### Dataset content

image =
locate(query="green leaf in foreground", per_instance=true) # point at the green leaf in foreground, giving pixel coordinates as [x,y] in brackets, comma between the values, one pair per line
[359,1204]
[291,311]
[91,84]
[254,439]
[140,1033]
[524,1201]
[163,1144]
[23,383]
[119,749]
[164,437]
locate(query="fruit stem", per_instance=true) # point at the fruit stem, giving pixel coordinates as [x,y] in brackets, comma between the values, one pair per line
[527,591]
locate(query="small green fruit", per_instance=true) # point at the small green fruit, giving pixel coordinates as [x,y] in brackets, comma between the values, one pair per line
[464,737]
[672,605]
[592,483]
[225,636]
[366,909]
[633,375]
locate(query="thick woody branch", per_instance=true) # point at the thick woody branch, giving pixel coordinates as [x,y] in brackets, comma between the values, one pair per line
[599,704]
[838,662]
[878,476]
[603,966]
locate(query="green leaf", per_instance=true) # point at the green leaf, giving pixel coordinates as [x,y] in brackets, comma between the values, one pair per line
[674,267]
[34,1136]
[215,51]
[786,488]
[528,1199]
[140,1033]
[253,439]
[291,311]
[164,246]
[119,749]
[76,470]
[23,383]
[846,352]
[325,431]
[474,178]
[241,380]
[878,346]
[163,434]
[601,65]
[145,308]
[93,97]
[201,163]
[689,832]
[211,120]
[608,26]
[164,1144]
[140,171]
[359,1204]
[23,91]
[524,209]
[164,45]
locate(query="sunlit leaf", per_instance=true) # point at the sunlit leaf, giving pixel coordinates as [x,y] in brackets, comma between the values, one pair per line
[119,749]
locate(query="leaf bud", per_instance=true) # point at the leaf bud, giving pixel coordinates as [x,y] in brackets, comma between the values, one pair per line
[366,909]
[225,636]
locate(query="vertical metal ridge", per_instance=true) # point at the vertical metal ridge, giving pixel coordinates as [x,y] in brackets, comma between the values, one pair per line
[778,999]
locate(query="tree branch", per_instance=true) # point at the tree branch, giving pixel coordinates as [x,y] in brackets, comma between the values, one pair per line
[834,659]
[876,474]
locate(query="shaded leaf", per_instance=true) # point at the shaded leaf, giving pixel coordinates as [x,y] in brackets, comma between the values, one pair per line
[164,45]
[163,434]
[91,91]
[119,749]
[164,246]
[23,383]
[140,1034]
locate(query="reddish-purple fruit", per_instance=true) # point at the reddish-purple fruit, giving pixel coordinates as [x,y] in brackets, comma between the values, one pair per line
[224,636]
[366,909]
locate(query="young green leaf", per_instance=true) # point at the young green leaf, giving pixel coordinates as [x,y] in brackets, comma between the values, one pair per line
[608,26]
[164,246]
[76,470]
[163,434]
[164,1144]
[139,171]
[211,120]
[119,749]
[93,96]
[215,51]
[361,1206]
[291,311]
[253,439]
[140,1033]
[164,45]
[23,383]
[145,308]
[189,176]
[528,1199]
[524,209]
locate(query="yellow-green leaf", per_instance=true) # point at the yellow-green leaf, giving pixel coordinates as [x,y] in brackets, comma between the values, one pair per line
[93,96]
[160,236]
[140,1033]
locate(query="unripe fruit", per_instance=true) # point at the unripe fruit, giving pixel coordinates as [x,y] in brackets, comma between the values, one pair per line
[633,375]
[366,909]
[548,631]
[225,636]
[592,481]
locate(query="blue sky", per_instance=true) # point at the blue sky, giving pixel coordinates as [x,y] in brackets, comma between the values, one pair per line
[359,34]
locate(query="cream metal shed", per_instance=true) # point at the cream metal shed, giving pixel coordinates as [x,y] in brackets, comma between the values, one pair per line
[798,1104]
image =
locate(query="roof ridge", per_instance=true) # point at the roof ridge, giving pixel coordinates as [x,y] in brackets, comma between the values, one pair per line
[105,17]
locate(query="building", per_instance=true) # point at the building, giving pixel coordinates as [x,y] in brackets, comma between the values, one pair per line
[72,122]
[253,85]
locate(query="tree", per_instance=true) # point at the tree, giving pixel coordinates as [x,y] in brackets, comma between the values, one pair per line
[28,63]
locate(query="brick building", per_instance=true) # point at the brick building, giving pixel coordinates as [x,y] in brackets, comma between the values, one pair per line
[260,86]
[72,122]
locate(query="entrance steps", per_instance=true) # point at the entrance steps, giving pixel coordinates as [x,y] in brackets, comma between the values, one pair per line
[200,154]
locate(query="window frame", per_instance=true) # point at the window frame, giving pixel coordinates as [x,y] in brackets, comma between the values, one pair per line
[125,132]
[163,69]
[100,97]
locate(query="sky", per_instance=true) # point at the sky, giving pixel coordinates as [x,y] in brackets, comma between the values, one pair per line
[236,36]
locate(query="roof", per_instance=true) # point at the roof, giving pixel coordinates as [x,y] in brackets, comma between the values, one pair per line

### Exercise description
Rewrite all of the items above, replacing "pixel coordinates" with "image coordinates" and keeping everything else the same.

### Exercise answer
image =
locate(query="green leaf in foreground", per_instance=true) # point at the green leaf in foreground, giving image coordinates as [x,y] in brackets, comma between the values, one pair per line
[359,1204]
[291,311]
[91,84]
[254,439]
[140,1033]
[524,1201]
[163,1144]
[23,383]
[119,749]
[164,437]
locate(query="fruit stem", per_instance=true) # point at the fruit stem, giving image coordinates as [x,y] in brackets, comma between the values, one pair per line
[527,591]
locate(query="small green fruit", per_instance=true) # point at the small green fruit, giving image coordinates as [x,y] in brackets, comma between the values, one pair per line
[464,737]
[672,605]
[592,483]
[225,636]
[366,909]
[633,375]
locate(query="thick woody branch", per_instance=true) # point at the thick woody branch, giving image coordinates as [x,y] in brackets, comma between the values, one pair per line
[599,704]
[838,662]
[878,476]
[603,966]
locate(query="green leaf", per_instance=true) # point at the green leaf, giving image coordinates as [x,y] in brackets, comma between the values, one pair per line
[674,267]
[34,1136]
[215,51]
[786,488]
[528,1199]
[140,1033]
[253,439]
[291,311]
[164,246]
[119,749]
[76,470]
[23,383]
[846,352]
[325,431]
[474,178]
[241,380]
[878,346]
[163,434]
[601,65]
[145,308]
[93,97]
[201,163]
[689,832]
[211,120]
[608,26]
[164,1144]
[140,171]
[359,1204]
[23,91]
[524,209]
[164,45]
locate(query="sunlit leaf", per_instance=true) # point at the sunlit leaf, giving image coordinates as [x,y] in brackets, comma between the values, one pair per line
[119,749]
locate(query="leaf bud", per_instance=true) # point at the leaf bud, giving image coordinates as [x,y] in brackets, comma between the values, one pair per line
[366,909]
[225,636]
locate(query="vertical metal ridge", per_instance=true) # point at the vertical metal ridge, giving image coordinates as [x,y] in brackets, comma between the values, one pair per line
[778,999]
locate(query="tree branch", per_instance=true) # point at the tree branch, giving image coordinates as [x,y] in brackets, comma between the values, one pair per line
[834,659]
[876,474]
locate(query="shaded leaf", per_instance=true) # point at the shaded leaf, giving image coordinates as [x,y] in brackets, comma between the values, one pair per line
[164,45]
[163,434]
[91,91]
[119,749]
[164,246]
[23,383]
[140,1034]
locate(query="reddish-purple fruit", per_instance=true) # point at the reddish-purple fruit, giving image coordinates as [x,y] in brackets, comma between the values, one pair per line
[224,636]
[366,909]
locate(query="young green leaf", per_instance=true) # point at the young green leaf, giving image coordinates as [x,y] in brackets, comma between the values, one pair per line
[608,26]
[164,246]
[76,470]
[163,434]
[164,1144]
[139,171]
[211,120]
[119,749]
[93,96]
[215,51]
[361,1206]
[291,311]
[253,439]
[140,1033]
[164,45]
[23,383]
[145,308]
[189,176]
[528,1199]
[524,209]
locate(query="yellow-green leaf", per_instance=true) # point at the yellow-green leaf, giving image coordinates as [x,y] in brackets, comma between the values, one pair per line
[93,96]
[160,236]
[140,1033]
locate(query="unripe fruit", per_instance=true) # point at the unripe fruit, giving image coordinates as [x,y] in brackets, comma between the values, one pair per line
[633,375]
[366,909]
[548,631]
[225,636]
[592,481]
locate(query="blue sky", per_instance=true) # point at the blue sky, giving image coordinates as [x,y] in brackets, comma between the values, one pair per line
[359,34]
locate(query="cream metal shed", per_instance=true) # point at the cream metal shed, giving image coordinates as [x,y] in brackets, comma between the values, one pair per line
[798,1104]
image =
locate(query="roof ridge", per_instance=true) # point at the roof ridge, giving image coordinates as [x,y] in brackets, comma between the values, one pair per line
[105,17]
locate(query="building", per_instance=true) # point at the building, giving image coordinates as [x,y] in brackets, comma between the values, one pair per line
[72,122]
[253,85]
locate(query="tree", per_instance=true) # point at the tree, giving image coordinates as [x,y] in brackets, comma between the values, one pair per line
[28,63]
locate(query="brick building", per_instance=true) # point at the brick building, giving image coordinates as [x,y] in brackets, comma between the values, one pair per line
[260,86]
[72,122]
locate(query="entrance steps", per_instance=true) # point at the entrance steps, giving image coordinates as [x,y] in brackets, comma between the values, one pair per line
[200,154]
locate(query="window frame", per_instance=true) # point at the window frame, giving image coordinates as [x,y] in brackets, comma between the values, one pair per line
[125,132]
[163,69]
[100,97]
locate(query="sky", per_instance=true) # point at the sky, giving image coordinates as [x,y] in brackets, comma between the values, one pair per line
[236,36]
locate(query="roof", per_instance=true) # point at the roof, giving image coordinates as [x,y] in brackets, comma between the values, one pair per line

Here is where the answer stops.